Aim of the task — Please rewrite all the entries below as a numbered list, leaving out any blank lines.
━━━ Excerpted data ━━━
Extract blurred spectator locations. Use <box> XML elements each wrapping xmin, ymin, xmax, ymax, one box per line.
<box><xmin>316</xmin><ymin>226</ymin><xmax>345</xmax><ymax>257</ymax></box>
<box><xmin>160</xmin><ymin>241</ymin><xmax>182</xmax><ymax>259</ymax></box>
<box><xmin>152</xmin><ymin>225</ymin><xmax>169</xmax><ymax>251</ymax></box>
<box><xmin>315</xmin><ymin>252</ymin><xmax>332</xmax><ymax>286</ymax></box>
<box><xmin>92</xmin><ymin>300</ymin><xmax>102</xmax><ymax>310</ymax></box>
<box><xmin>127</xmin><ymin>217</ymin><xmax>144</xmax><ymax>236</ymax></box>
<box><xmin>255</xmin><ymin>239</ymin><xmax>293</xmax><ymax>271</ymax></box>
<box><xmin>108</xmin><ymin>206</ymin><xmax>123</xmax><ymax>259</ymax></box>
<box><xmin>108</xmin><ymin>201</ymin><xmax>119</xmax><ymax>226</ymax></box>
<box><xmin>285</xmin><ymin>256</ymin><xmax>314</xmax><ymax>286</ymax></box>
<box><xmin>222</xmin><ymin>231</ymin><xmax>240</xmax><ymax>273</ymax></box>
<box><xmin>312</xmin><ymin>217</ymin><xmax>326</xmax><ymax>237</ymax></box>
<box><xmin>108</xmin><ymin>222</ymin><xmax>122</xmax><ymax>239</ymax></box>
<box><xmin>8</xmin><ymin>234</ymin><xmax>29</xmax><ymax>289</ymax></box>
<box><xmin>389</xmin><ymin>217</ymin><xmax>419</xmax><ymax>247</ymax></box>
━━━
Worked answer —
1. Extract blurred spectator locations. Use <box> XML elements each wrapping xmin, ymin, xmax, ymax, one box per line.
2. <box><xmin>316</xmin><ymin>226</ymin><xmax>345</xmax><ymax>257</ymax></box>
3. <box><xmin>160</xmin><ymin>241</ymin><xmax>182</xmax><ymax>259</ymax></box>
4. <box><xmin>152</xmin><ymin>225</ymin><xmax>169</xmax><ymax>251</ymax></box>
5. <box><xmin>315</xmin><ymin>252</ymin><xmax>332</xmax><ymax>286</ymax></box>
6. <box><xmin>92</xmin><ymin>300</ymin><xmax>102</xmax><ymax>310</ymax></box>
7. <box><xmin>127</xmin><ymin>217</ymin><xmax>144</xmax><ymax>236</ymax></box>
8. <box><xmin>255</xmin><ymin>239</ymin><xmax>293</xmax><ymax>271</ymax></box>
9. <box><xmin>108</xmin><ymin>206</ymin><xmax>123</xmax><ymax>259</ymax></box>
10. <box><xmin>108</xmin><ymin>201</ymin><xmax>119</xmax><ymax>226</ymax></box>
11. <box><xmin>285</xmin><ymin>256</ymin><xmax>314</xmax><ymax>286</ymax></box>
12. <box><xmin>222</xmin><ymin>231</ymin><xmax>240</xmax><ymax>273</ymax></box>
13. <box><xmin>312</xmin><ymin>217</ymin><xmax>326</xmax><ymax>237</ymax></box>
14. <box><xmin>108</xmin><ymin>222</ymin><xmax>122</xmax><ymax>239</ymax></box>
15. <box><xmin>8</xmin><ymin>234</ymin><xmax>29</xmax><ymax>289</ymax></box>
16. <box><xmin>389</xmin><ymin>217</ymin><xmax>419</xmax><ymax>247</ymax></box>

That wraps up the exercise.